Assignment:
Retype each record exactly.

-- Data section follows --

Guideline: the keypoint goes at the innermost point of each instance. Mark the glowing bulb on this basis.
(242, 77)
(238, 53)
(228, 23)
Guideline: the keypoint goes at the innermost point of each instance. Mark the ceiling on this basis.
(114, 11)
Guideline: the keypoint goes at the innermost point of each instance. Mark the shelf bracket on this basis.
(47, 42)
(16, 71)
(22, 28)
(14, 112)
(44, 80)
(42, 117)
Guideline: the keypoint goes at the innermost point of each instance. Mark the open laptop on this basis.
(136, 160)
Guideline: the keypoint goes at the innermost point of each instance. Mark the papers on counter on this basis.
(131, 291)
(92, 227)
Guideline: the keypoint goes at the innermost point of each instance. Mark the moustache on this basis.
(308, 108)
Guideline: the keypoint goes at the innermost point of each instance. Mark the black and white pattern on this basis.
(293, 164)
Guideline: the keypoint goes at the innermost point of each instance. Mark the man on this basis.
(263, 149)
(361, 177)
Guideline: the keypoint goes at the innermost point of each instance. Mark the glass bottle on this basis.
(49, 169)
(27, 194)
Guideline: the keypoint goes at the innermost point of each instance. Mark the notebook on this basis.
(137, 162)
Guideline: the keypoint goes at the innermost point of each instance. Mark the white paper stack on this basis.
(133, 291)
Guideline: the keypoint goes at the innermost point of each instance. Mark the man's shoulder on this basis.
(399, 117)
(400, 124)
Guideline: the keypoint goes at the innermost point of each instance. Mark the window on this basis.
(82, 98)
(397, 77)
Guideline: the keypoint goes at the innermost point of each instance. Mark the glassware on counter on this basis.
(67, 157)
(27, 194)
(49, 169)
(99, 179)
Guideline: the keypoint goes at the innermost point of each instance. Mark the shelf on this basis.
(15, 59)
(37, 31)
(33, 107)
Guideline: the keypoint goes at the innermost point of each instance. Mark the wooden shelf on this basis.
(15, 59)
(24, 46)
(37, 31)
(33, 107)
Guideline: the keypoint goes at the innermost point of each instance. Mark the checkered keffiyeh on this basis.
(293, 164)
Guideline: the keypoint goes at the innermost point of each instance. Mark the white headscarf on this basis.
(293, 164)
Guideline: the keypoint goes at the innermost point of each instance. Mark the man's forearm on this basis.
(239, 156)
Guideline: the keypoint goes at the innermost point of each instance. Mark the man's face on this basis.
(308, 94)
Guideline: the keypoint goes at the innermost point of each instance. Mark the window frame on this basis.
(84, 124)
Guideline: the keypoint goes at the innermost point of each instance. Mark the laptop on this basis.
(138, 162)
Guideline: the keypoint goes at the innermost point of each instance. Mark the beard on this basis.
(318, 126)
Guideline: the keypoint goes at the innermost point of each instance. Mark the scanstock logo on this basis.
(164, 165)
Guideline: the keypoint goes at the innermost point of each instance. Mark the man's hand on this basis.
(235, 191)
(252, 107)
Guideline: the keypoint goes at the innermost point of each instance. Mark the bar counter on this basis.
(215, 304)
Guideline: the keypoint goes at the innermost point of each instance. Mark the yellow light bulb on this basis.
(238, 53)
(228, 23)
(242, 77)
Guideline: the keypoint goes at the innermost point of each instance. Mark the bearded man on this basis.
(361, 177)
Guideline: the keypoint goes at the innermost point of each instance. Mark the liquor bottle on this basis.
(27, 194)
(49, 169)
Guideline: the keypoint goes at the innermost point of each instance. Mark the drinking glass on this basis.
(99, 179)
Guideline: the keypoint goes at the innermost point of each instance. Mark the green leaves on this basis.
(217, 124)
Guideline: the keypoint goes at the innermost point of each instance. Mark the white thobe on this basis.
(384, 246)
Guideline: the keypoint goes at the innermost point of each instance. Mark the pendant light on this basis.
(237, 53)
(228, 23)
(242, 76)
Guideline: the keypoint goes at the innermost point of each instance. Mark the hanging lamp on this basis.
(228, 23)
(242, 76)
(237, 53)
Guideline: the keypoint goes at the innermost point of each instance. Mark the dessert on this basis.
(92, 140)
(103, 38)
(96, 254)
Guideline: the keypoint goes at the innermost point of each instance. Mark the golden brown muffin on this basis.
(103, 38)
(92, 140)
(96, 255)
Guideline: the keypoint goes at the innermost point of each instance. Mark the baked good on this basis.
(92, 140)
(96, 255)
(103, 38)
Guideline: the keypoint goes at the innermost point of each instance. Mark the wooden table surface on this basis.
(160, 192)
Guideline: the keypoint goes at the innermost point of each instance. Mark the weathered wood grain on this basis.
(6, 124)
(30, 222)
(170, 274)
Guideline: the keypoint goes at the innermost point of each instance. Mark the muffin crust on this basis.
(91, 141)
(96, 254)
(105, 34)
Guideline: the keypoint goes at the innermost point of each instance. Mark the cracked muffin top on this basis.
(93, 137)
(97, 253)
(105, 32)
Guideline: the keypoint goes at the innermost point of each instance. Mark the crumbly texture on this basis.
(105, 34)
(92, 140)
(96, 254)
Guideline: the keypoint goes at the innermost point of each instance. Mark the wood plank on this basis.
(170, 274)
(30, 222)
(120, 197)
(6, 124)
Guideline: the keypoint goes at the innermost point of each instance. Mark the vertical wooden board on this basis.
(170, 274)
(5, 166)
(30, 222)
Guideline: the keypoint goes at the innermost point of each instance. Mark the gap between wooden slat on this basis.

-- Data section concluded --

Answer to the problem:
Guideline: the keypoint goes at the innermost point of each instance. Mark the glowing bulb on this basis.
(242, 77)
(238, 53)
(228, 23)
Guideline: the keypoint goes at the innermost point of each instance. Mark the ceiling on this basis.
(114, 11)
Guideline: the keypoint goes at the innermost point of each instance. Mark the shelf bracket on this basis.
(47, 42)
(16, 71)
(22, 28)
(14, 112)
(44, 80)
(42, 117)
Guideline: the keypoint goes at the innermost point of each instance. Mark the open laptop on this basis.
(136, 160)
Guideline: the keypoint goes at the innermost point of each instance. Mark the papers on counter on this basis.
(131, 291)
(92, 227)
Guideline: the keypoint goes at the innermost point of each instance. Mark the moustache on this basis.
(308, 108)
Guideline: the keypoint goes at the innermost point of each instance. Mark the black and white pattern on this basis.
(293, 164)
Guideline: the keypoint goes at the innermost point of each instance. Mark the man on this basis.
(263, 149)
(361, 177)
Guideline: the keypoint goes at the innermost point of each instance. Mark the glass bottle on this basis.
(49, 169)
(27, 194)
Guideline: the keypoint goes at the innermost point of each instance. Mark the notebook on this basis.
(137, 162)
Guideline: the keypoint goes at the innermost point of each instance. Mark the white paper stack on this basis.
(133, 291)
Guideline: the keypoint goes at the innermost point of each instance. Mark the man's shoulder on this basis.
(399, 117)
(400, 124)
Guideline: the keypoint goes at the innermost point of each instance. Mark the window on this basis.
(82, 98)
(397, 77)
Guideline: the keypoint goes at the innermost point of each instance. Mark the glassware on counter on this basis.
(67, 157)
(27, 194)
(49, 169)
(99, 179)
Guideline: the keypoint goes at the innermost point of each instance. Mark the shelf on this basis.
(15, 59)
(37, 31)
(33, 107)
Guideline: the keypoint goes at the innermost point of each instance. Mark the wooden shelf on this basis.
(15, 59)
(24, 46)
(37, 31)
(33, 107)
Guideline: the keypoint goes at the innermost point of each instance. Mark the checkered keffiyeh on this basis.
(293, 164)
Guideline: the keypoint goes at the innermost point of each instance. Mark the white headscarf on this basis.
(293, 164)
Guideline: the keypoint goes at the innermost point of each instance. Mark the man's forearm on this basis.
(239, 156)
Guideline: the keypoint goes at the innermost point of each instance. Mark the man's face on this basis.
(308, 94)
Guideline: the keypoint goes at the innermost point of each instance. Mark the window frame on this basis.
(84, 124)
Guideline: the keypoint goes at the innermost point of each instance. Mark the laptop on this basis.
(138, 162)
Guideline: the keypoint goes at the innermost point of each instance. Mark the beard on this basis.
(318, 126)
Guideline: the keypoint goes at the innermost point of each instance. Mark the scanstock logo on this basis.
(164, 165)
Guideline: the keypoint goes at the innermost point of each instance. Mark the man's hand on this basis.
(235, 191)
(252, 107)
Guideline: the keypoint goes at the innermost point of each instance. Mark the bar counter on this basis.
(215, 304)
Guideline: the keypoint goes at the innermost point of each instance. Mark the yellow light bulb on this basis.
(238, 53)
(228, 23)
(242, 77)
Guideline: the keypoint goes at the innermost point of each instance. Mark the bearded man on this basis.
(361, 177)
Guideline: the keypoint goes at the innermost point of each instance. Mark the liquor bottle on this basis.
(27, 194)
(49, 169)
Guideline: the keypoint goes at the innermost point of each instance. Mark the drinking glass on this basis.
(99, 179)
Guideline: the keypoint goes at the innermost point of each instance. Mark the green leaves on this basis.
(217, 124)
Guideline: the keypoint goes at the innermost point of each instance. Mark the white thobe on this basis.
(384, 246)
Guideline: the keypoint goes at the innermost point of each instance. Mark the pendant light on this basis.
(237, 53)
(228, 23)
(242, 76)
Guideline: the keypoint goes at the innermost point of each instance. Mark the hanging lamp on this basis.
(228, 23)
(242, 76)
(237, 53)
Guideline: the keypoint goes at the innermost point of each instance. Mark the dessert on this basis.
(92, 140)
(103, 38)
(96, 254)
Guideline: the keypoint goes at the innermost point of each instance. Mark the golden brown muffin on this basis.
(103, 38)
(92, 140)
(96, 255)
Guideline: the keypoint goes at the innermost point of each instance. Mark the baked good on this basis.
(92, 140)
(96, 255)
(103, 38)
Guideline: the keypoint goes at the innermost point of each instance. Mark the wooden table surface on this basis.
(160, 192)
Guideline: the keypoint goes at the innermost point of each instance. Mark the weathered wood grain on this basis.
(6, 124)
(30, 222)
(170, 274)
Guideline: the keypoint goes at the innermost point of each instance. Mark the muffin crust on this basis.
(91, 141)
(96, 254)
(105, 34)
Guideline: the keypoint goes at the innermost point of each instance. Mark the cracked muffin top on this basis.
(93, 137)
(97, 253)
(105, 32)
Guideline: the keypoint goes at the innermost point of each instance. Mark the crumbly texture on this basis.
(105, 34)
(92, 140)
(96, 254)
Guideline: the keypoint goes at the innermost point of each instance. Mark the wood plank on this basis.
(170, 274)
(30, 222)
(120, 197)
(6, 124)
Guideline: the keypoint goes at the innermost point of each instance. Mark the vertical wooden board on this basis.
(170, 274)
(5, 166)
(30, 222)
Guideline: the keypoint goes at the innermost point of each instance. Mark the gap between wooden slat on this basis.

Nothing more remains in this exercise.